* Task details:
Would you reproduce all of the entries below, character for character?

<<<<

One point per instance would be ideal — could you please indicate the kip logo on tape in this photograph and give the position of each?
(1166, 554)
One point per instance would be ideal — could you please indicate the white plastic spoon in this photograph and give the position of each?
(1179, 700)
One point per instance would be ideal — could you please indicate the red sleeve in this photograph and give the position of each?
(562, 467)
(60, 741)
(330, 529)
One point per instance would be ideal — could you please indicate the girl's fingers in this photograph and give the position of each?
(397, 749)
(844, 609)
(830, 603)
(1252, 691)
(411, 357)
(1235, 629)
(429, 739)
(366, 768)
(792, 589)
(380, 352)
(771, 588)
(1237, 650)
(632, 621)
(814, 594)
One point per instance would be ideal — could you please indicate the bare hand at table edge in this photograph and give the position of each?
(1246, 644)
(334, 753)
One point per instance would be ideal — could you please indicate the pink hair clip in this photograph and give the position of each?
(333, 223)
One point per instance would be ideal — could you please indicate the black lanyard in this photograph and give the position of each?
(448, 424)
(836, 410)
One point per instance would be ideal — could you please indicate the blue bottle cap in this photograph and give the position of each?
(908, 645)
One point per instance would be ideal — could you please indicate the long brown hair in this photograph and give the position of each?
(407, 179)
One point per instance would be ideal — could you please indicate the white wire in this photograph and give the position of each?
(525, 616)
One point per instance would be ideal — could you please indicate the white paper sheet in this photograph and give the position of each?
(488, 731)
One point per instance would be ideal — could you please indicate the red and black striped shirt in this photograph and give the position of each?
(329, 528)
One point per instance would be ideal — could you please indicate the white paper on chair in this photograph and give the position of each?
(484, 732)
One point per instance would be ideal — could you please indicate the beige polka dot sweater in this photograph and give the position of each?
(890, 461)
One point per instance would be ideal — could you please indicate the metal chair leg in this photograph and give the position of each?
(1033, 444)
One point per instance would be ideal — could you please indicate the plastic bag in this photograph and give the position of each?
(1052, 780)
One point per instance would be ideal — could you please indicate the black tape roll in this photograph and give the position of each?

>>>>

* Result of this task:
One point per instance would be ideal — could you please indicate the kip logo on tape in this photograph and give the position of each?
(1166, 554)
One point per instance would be ideal — could you please indicate the white plastic spoon in this photograph and give the position of each?
(1179, 700)
One point per instance would be ideal — could you please indicate the red sleeve in this photograph and give the position of each?
(562, 467)
(60, 741)
(330, 529)
One point per instance would be ideal — could you please indicate the girl's fingers in this photograph and give the position of each?
(397, 749)
(844, 609)
(830, 603)
(1252, 691)
(411, 357)
(1235, 629)
(429, 739)
(366, 768)
(792, 589)
(380, 352)
(771, 588)
(1237, 650)
(632, 621)
(814, 594)
One point per instance would be ideal — could you please indicate the bare hand at table edge in this photograph and give the position of each?
(1246, 644)
(334, 753)
One point per instance would be ideal — could you please indicate the pink hair clip in this photograph and give the position of each?
(333, 223)
One point per instance would be ideal — could you please indicate the black lanyard in this photograph and give the position of each?
(448, 424)
(836, 410)
One point per instance would be ideal — could you please indicate the blue bottle cap in this photograph and give the position of each?
(908, 645)
One point per instance would be ideal — could you please indicate the long brown hair in this photograph and give the position of each?
(407, 179)
One point per instance would be ideal — could you please indicate the white wire in this photograph and give the position of each?
(525, 616)
One point per instance would be ideal — could you please indicate the white paper sheet in this photograph and give the position of each?
(488, 731)
One point per instance would be ideal — could you please indicate the red and black striped shirt in this photograph and give the position of each?
(329, 528)
One point per instance would be ideal — could you please indicate the white paper on chair in this photograph and give the position of each?
(484, 732)
One point per instance would be ideal — could you please indicate the beige polka dot sweater in this photograph and give the position of each?
(890, 461)
One point per instance would be ideal — could you please indicate the metal chair leg in this photograph and give the position of each?
(1033, 444)
One point per instance would be ideal — could you please indicate the plastic bag in this photograph and give the position of each?
(1052, 780)
One point per instance would be ideal — could you please indicate the black tape roll in this photograph and give the position of each?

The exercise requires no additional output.